**Task description:** Check each line of the records below for the word "locate" and copy those where it appears.

[Stored data entries]

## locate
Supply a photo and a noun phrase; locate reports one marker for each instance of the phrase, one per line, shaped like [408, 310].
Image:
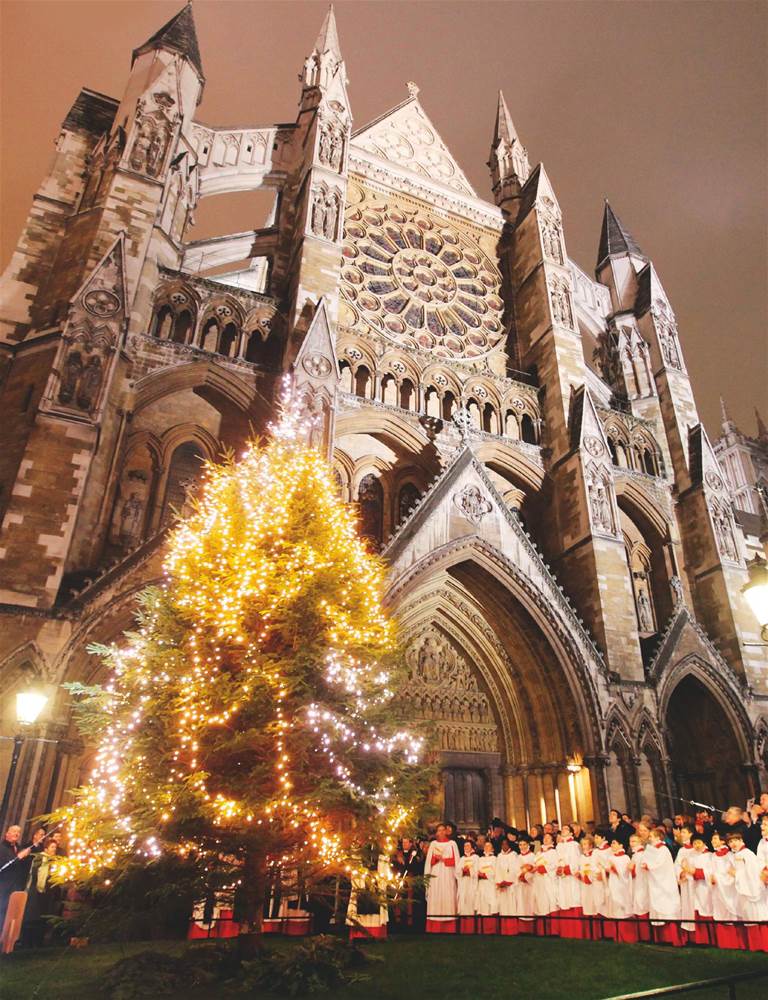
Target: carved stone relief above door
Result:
[442, 687]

**Response:**
## locate
Supply a photo and a noun phrase; locate reports one marker for each instance of the phrase, one per line, shaped like [408, 310].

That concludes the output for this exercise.